* TASK OBJECTIVE *
Copy the lines verbatim, beginning at the line that contains "right and produce bounding box coordinates for each." and stopping after the line that contains "[0,410,831,768]".

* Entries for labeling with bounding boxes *
<<<<
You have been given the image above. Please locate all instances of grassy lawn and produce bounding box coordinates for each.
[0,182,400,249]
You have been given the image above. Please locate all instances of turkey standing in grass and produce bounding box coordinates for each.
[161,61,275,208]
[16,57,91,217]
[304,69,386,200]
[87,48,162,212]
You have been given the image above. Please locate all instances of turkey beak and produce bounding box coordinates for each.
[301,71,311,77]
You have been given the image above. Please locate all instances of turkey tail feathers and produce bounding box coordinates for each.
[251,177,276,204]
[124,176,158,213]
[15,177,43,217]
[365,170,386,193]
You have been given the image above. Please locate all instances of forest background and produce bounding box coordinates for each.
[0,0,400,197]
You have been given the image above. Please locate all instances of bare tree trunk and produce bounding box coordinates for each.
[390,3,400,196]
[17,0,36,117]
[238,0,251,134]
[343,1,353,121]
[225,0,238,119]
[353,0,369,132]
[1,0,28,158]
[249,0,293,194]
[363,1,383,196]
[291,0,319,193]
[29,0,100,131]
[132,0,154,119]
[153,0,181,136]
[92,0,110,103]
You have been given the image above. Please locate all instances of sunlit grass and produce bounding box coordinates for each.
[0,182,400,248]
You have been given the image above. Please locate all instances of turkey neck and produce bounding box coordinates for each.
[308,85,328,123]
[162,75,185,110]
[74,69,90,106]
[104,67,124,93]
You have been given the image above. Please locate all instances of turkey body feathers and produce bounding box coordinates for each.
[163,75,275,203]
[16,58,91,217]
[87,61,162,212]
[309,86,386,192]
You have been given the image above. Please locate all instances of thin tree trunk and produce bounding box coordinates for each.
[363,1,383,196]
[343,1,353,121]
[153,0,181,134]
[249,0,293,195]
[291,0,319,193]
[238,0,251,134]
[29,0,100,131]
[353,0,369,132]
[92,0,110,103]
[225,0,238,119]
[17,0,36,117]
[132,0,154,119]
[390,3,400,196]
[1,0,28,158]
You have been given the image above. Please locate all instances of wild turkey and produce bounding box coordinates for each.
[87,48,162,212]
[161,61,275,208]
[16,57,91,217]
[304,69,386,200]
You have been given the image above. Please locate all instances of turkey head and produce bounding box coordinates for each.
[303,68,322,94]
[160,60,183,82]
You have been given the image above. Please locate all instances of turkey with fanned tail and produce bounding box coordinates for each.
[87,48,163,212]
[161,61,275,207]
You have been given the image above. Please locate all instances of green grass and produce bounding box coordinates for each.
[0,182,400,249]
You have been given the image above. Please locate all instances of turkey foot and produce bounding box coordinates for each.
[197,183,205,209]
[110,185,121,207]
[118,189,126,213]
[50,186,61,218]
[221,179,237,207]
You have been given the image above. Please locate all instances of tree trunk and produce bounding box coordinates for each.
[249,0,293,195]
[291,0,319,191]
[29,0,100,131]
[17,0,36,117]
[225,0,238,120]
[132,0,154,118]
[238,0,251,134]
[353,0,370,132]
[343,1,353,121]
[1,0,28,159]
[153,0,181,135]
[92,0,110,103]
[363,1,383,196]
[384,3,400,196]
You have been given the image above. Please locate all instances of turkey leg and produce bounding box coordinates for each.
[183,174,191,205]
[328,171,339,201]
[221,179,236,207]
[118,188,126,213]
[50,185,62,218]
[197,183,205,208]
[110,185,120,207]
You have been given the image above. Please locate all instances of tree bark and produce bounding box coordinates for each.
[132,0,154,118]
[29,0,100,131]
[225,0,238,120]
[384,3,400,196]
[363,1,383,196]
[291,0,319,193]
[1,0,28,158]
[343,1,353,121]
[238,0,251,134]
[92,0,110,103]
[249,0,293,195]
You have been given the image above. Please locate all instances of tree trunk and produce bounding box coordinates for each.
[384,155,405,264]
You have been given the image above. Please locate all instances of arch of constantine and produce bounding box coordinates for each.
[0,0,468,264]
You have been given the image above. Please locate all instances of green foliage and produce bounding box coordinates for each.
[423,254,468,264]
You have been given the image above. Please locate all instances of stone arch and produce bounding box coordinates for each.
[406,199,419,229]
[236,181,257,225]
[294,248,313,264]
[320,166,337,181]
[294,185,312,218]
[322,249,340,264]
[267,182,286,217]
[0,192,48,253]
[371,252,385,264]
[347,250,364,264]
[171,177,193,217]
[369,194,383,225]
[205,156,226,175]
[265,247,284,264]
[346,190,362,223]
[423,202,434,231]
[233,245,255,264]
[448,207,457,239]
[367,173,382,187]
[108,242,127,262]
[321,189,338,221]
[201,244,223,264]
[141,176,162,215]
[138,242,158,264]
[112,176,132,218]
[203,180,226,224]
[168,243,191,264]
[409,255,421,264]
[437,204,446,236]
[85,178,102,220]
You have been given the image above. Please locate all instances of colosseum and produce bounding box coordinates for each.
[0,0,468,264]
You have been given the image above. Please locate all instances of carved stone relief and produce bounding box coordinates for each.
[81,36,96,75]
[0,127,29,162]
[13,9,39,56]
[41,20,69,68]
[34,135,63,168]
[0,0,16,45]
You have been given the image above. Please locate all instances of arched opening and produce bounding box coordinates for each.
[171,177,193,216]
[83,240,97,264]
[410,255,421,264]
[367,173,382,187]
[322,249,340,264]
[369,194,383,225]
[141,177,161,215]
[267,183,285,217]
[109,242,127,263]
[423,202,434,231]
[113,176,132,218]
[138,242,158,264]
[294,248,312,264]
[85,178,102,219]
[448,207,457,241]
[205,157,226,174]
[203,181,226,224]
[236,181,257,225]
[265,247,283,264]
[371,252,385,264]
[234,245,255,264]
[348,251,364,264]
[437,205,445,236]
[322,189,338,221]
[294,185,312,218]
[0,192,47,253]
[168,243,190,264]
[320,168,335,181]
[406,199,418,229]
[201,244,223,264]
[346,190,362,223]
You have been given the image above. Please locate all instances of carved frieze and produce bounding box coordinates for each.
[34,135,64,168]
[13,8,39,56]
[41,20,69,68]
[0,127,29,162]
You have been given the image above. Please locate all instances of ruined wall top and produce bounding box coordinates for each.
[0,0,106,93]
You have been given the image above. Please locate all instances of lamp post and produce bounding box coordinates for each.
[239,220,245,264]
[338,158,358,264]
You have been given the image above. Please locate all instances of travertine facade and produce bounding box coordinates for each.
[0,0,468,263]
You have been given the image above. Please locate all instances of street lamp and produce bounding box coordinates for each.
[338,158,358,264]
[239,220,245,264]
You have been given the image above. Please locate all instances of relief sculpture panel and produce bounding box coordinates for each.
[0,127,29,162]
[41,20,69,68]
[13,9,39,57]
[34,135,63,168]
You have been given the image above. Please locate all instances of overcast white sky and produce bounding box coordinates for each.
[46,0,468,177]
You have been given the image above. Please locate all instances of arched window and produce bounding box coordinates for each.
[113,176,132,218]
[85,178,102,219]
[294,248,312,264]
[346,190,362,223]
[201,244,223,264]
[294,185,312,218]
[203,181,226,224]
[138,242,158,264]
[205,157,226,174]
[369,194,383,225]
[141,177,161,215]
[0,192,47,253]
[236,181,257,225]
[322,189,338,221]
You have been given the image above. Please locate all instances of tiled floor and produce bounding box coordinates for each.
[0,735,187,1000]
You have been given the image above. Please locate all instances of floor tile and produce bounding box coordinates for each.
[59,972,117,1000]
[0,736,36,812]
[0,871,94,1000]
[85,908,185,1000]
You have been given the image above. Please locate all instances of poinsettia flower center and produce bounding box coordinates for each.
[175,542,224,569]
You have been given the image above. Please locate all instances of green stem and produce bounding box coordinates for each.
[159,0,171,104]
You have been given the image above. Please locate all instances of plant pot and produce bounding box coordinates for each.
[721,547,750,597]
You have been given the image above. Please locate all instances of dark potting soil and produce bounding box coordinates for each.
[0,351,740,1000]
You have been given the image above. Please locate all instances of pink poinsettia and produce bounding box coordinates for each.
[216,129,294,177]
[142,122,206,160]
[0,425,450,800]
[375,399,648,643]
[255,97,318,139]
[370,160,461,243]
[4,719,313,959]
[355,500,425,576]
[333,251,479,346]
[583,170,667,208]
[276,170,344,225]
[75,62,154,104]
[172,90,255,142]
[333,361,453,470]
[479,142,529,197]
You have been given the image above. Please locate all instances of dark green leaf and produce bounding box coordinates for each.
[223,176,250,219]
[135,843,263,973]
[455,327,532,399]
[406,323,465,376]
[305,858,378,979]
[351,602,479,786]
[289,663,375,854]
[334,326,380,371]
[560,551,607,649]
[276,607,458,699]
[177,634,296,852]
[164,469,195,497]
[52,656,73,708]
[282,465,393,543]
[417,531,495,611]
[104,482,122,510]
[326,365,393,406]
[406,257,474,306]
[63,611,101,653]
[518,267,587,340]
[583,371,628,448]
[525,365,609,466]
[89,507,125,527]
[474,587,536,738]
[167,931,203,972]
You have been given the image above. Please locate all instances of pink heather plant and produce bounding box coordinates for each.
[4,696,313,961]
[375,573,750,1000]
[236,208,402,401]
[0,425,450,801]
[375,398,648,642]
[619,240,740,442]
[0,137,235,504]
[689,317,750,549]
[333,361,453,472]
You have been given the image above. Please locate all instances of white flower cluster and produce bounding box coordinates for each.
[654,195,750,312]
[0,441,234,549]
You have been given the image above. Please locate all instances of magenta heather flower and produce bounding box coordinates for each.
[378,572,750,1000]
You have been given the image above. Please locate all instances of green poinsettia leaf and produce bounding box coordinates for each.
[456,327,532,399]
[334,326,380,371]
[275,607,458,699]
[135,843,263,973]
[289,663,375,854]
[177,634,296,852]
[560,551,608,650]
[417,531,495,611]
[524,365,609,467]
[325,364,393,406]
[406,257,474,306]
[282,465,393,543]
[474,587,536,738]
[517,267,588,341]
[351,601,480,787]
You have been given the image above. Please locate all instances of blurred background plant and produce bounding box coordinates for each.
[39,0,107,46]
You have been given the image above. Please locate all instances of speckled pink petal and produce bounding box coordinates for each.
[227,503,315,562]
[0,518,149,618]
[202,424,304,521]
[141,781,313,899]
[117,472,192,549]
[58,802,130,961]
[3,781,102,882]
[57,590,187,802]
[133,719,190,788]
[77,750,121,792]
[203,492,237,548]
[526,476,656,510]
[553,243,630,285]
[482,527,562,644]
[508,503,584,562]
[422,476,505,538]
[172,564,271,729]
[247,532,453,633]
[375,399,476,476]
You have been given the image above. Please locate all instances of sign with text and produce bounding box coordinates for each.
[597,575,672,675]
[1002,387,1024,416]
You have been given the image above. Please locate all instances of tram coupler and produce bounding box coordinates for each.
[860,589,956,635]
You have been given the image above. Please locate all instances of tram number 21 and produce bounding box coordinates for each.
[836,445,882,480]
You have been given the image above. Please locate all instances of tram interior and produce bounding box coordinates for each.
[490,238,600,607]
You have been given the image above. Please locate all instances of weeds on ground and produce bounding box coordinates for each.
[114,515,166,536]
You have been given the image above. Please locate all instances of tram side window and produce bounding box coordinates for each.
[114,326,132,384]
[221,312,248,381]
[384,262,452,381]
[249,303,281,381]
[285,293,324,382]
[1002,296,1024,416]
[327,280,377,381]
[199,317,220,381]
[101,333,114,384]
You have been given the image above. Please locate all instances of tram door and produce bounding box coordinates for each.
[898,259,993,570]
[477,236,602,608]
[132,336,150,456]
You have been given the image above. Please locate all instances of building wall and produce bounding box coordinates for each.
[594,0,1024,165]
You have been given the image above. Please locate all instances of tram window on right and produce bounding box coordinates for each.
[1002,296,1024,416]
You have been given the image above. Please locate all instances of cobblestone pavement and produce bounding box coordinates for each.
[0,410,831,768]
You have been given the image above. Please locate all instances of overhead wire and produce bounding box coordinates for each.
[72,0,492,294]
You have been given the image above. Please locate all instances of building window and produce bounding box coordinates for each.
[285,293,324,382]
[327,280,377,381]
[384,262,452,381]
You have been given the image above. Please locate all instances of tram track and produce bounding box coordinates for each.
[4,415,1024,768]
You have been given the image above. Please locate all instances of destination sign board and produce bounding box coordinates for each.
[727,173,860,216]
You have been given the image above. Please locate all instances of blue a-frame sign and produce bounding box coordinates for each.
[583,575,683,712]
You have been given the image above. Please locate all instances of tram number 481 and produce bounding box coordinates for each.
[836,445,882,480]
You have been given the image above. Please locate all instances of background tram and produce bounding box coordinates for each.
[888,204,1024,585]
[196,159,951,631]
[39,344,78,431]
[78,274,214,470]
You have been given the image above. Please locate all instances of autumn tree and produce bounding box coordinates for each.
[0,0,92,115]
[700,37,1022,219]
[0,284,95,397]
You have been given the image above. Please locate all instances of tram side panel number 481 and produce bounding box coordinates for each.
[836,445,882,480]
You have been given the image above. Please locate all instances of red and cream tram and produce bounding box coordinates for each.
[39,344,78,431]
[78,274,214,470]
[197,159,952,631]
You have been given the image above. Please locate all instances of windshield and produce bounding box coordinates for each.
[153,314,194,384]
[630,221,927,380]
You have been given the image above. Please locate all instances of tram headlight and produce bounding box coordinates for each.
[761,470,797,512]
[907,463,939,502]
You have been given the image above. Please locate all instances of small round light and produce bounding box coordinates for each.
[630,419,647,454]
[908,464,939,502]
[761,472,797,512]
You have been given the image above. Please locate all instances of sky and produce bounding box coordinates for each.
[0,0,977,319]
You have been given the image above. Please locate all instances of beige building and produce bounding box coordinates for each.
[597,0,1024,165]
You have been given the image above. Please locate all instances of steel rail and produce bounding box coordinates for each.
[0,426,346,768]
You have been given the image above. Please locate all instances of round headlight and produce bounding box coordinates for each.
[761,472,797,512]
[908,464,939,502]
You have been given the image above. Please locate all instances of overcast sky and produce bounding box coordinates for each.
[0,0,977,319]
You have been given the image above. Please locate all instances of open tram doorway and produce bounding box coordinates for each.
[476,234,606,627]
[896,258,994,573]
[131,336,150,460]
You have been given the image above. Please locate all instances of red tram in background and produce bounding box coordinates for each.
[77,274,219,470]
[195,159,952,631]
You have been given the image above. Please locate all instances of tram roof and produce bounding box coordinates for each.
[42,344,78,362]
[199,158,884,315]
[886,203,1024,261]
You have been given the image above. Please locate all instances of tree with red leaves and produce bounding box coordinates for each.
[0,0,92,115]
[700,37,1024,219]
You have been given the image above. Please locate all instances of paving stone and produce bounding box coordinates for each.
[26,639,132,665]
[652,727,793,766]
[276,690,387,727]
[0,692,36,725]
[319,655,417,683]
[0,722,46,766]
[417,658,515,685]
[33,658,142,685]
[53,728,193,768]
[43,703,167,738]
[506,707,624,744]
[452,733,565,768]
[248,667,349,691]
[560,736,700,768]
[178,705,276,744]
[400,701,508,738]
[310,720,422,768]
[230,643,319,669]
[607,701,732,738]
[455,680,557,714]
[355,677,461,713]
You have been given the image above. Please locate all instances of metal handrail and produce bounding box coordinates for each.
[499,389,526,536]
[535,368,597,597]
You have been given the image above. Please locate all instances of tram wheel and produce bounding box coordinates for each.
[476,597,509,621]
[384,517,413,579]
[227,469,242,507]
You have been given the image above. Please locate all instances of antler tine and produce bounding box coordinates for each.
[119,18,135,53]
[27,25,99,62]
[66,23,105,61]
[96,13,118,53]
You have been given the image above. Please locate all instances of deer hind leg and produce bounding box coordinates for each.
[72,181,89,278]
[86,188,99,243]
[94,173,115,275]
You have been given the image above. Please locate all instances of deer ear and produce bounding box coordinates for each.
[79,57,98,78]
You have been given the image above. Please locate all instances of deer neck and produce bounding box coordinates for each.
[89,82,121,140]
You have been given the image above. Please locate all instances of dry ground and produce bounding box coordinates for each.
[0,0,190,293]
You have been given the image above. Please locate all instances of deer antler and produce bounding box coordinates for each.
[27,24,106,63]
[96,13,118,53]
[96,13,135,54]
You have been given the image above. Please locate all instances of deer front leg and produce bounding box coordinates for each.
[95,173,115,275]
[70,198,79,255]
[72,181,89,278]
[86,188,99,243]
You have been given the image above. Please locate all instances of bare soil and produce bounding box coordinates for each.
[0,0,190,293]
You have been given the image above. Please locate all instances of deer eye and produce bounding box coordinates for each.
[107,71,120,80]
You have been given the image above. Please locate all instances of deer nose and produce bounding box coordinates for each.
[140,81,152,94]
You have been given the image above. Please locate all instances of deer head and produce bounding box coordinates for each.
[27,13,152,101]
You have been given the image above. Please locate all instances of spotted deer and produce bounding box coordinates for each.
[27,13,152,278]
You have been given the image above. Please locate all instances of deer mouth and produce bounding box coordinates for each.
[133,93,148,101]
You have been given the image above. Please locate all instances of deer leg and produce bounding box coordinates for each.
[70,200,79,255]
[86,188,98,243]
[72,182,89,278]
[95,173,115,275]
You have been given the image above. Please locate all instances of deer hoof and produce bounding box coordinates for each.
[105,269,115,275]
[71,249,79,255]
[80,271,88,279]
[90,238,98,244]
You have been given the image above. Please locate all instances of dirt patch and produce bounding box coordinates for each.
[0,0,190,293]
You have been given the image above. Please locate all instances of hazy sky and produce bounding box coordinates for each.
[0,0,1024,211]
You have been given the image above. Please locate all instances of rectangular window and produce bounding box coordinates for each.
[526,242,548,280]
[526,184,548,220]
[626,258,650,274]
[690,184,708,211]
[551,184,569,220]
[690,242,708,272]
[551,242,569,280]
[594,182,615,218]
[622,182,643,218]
>>>>
* ANSWER TO THIS TASK *
You have been given the image above. Please locate all instances of tram window on right and produce bounding box coordinates for each.
[1002,296,1024,416]
You have been given the image above. Please locate all instances of cobblestone pavement and produce bounding box coordinates for each.
[0,410,831,768]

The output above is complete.